>> START SELECTED EXCERPT

By kjmraven (19), East Quogue on Feb 28, 14 8:13 AM
1 member liked this comment
His tax bill is pennies on the dollar for this "ag-only" back yard he has.
By Nature (2966), Hampton Bays on Feb 28, 14 9:22 AM
2 members liked this comment
Sue the towns pants off. The town let pumpkin Ville on Montauk Highway in Water Milll build a giant storage building to expand their Disney World like Halloween exhibit. No farm equipment in those sheds nor is there any in most of the new ag buildings all over the village. These building are being rented to contractors and landscapers. The town will lose this lawsuit they have always been very arbitrary when it comes to ag structures
By chief1 (2800), southampton on Feb 28, 14 9:07 PM
2 members liked this comment
MS Scarloto points out that this is a "Tactic". This "tactic" of attacking this town with lawsuits in order to achieve a self serving personal gain, with no regard to the respect of zoning, laws, covenants or respect for terms and conditions that are in place for the protection of the environment must be stopped.
By 007 (45), East Quogue on Mar 1, 14 7:05 AM
1 member liked this comment
Saving the environment? Farmland by far has been the biggest polluter of farmland. Just ask anyone who has well water near a farm about their Temik filters. Scarloto is barking up a losing tree.
By chief1 (2800), southampton on Mar 1, 14 3:55 PM
Saving the environment? Farmland by far has been the biggest polluter of farmland. Just ask anyone who has well water near a farm about their Temik filters. Scarloto is barking up a losing tree.

>> END SELECTED EXCERPT
>> START INFORMATION SUPPLIED

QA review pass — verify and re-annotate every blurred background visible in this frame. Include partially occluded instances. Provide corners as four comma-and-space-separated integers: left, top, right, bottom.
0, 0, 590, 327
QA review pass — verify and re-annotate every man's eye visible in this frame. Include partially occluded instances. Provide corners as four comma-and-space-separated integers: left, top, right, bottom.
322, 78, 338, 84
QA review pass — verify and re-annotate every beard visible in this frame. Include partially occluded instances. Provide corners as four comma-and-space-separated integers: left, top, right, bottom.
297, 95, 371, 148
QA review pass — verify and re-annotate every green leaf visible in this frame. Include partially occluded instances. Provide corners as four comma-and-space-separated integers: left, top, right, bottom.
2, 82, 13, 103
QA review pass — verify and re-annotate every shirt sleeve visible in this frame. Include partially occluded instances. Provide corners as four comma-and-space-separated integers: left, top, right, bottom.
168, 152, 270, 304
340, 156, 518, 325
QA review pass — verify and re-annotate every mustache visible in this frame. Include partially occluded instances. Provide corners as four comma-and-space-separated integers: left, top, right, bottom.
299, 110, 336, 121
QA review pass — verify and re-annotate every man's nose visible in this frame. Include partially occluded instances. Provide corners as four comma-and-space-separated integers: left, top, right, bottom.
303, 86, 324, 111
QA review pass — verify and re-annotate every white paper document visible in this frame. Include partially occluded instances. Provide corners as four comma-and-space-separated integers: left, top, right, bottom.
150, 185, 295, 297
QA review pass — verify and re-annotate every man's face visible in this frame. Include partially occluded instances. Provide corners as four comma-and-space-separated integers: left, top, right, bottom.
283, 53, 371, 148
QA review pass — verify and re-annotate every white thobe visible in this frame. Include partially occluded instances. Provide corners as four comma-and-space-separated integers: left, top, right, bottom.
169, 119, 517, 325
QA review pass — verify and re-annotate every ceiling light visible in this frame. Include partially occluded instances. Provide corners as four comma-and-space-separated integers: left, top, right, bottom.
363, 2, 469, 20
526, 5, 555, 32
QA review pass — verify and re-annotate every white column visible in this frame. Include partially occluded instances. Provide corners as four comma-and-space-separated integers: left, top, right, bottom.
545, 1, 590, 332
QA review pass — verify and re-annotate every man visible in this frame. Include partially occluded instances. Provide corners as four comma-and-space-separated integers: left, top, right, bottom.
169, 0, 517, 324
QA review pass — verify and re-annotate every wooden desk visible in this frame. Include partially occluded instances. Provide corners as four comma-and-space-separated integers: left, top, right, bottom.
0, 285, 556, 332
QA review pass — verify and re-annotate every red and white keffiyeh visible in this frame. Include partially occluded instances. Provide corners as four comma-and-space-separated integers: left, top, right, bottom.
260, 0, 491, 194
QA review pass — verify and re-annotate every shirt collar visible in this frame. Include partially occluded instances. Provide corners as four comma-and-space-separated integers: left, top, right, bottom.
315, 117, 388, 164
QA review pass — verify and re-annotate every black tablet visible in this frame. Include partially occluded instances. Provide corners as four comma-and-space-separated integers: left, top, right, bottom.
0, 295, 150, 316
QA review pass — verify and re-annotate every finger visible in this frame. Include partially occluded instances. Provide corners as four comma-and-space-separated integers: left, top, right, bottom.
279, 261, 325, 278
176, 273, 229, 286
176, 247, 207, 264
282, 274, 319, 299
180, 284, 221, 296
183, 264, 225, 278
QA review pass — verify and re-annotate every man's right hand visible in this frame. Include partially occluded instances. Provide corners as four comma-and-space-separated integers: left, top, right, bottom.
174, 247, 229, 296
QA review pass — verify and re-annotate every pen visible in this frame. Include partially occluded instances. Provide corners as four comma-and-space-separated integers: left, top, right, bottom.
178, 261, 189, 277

>> END INFORMATION SUPPLIED
>> START INFORMATION SUPPLIED

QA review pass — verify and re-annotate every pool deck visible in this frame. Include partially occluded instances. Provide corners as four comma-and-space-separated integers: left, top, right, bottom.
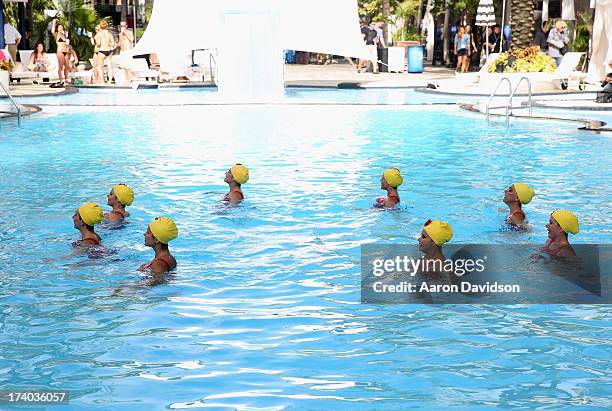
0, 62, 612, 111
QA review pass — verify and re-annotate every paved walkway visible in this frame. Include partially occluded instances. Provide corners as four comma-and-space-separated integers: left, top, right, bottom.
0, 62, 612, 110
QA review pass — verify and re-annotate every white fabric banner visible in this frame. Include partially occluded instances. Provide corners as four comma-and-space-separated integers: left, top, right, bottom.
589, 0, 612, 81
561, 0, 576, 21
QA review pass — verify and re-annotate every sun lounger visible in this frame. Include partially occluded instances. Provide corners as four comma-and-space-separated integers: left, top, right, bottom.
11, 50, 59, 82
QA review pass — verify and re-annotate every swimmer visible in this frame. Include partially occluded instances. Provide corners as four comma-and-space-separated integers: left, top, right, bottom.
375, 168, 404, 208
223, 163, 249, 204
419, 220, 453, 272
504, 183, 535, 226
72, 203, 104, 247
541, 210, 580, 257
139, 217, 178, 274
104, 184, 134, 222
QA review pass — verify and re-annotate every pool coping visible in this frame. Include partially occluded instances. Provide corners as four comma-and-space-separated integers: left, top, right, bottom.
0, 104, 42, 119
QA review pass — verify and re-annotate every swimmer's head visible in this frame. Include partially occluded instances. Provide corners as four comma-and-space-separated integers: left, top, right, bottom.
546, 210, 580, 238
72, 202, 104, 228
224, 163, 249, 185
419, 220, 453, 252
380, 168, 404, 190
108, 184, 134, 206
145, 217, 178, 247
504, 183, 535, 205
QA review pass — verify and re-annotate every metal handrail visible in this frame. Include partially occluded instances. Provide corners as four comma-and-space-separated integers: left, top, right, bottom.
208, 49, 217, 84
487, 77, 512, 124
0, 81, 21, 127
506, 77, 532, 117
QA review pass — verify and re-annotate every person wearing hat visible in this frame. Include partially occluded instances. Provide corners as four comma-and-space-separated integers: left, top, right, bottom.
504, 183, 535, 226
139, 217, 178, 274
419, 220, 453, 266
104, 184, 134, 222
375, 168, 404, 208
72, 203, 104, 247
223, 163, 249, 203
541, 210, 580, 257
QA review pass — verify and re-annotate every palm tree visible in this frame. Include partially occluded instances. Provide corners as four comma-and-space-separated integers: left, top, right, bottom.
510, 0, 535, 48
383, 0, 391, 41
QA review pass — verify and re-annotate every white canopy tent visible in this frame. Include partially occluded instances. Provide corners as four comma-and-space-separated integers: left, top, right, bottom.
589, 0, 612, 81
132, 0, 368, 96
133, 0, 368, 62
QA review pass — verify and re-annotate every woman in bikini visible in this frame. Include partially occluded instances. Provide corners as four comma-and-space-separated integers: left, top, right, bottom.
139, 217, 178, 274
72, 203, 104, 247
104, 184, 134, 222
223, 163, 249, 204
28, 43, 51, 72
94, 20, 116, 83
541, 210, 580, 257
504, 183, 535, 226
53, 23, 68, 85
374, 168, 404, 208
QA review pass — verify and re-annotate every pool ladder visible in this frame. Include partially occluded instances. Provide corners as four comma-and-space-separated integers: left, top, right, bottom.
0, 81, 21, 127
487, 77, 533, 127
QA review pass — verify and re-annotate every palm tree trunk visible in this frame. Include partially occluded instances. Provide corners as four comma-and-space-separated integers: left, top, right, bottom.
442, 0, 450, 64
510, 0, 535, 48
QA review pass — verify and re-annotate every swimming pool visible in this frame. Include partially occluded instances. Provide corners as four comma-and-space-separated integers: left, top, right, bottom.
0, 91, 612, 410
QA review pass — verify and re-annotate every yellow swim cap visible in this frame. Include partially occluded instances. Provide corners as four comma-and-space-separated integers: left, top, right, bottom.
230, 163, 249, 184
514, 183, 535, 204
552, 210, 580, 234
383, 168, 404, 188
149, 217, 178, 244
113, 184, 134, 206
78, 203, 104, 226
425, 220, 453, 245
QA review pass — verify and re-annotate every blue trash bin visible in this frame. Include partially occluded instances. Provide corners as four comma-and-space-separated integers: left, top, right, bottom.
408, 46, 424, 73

>> END INFORMATION SUPPLIED

WHAT TO WORK ON —
[a] Summarize the comment thread in two sentences.
[b] In the comment thread, who does the commenter Nature say is renting the new agricultural buildings?
[c] Pick up the comment thread about the town's handling of agricultural buildings and write the next comment.
The data shown here was drawn from a separate source and is not part of the comment thread.

RESULTS OF THE EXERCISE —
[a] One commenter says the town should be sued because it let a Halloween attraction build a giant storage building and has allowed agricultural buildings that hold no farm equipment to be rented to contractors and landscapers. Another commenter argues that attacking the town with lawsuits for personal gain, without regard for zoning and environmental protections, must be stopped, and a third replies that farmland has been the biggest polluter.

[b] Contractors and landscapers.

[c]
By chief1 (2800), southampton on Mar 1, 14 3:56 PM
"Some rich men came,
and raped the land.
Nobody caught 'em.
Put up a bunch of ugly boxes,
and Jesus, people bought 'em."

~ The Eagles, "The Last Resort" (Hotel California, 1976)
By Mr. Z (11847), North Sea on Mar 1, 14 5:36 PM
There are rules, laws and regulations. And there are those who believe they are above the law -- especially when they have the money to make their own. Here's a classic case of one of the "master's of the universe", the 1% OF THE 1%, who wants what he wants and will do anything to get it, the town and people of Southampton be damned. Shameful.
By Beyonce (2), Southampton on Mar 3, 14 10:19 AM
We have a drug epidemic going on, illegal aliens, health care issues, and we want to butt heads with a guy who wants to build a barn? What a joke this country is becoming.
By chief1 (2800), southampton on Mar 3, 14 1:50 PM
1 member liked this comment
So, judging by your logic, the Planning Board should be considering "illegal aliens, health care issues and drug epidemics?"
By Nature (2966), Hampton Bays on Mar 5, 14 12:06 PM
There has always been a "drug epidemic." In the 1950s and 60s it was heroin. When I was in high school it was weed, LSD and amphetamine pills, then powdered amphetamine (Remember "Speed Kills"?) Black beauties. Reds. Quaaludes. We survived.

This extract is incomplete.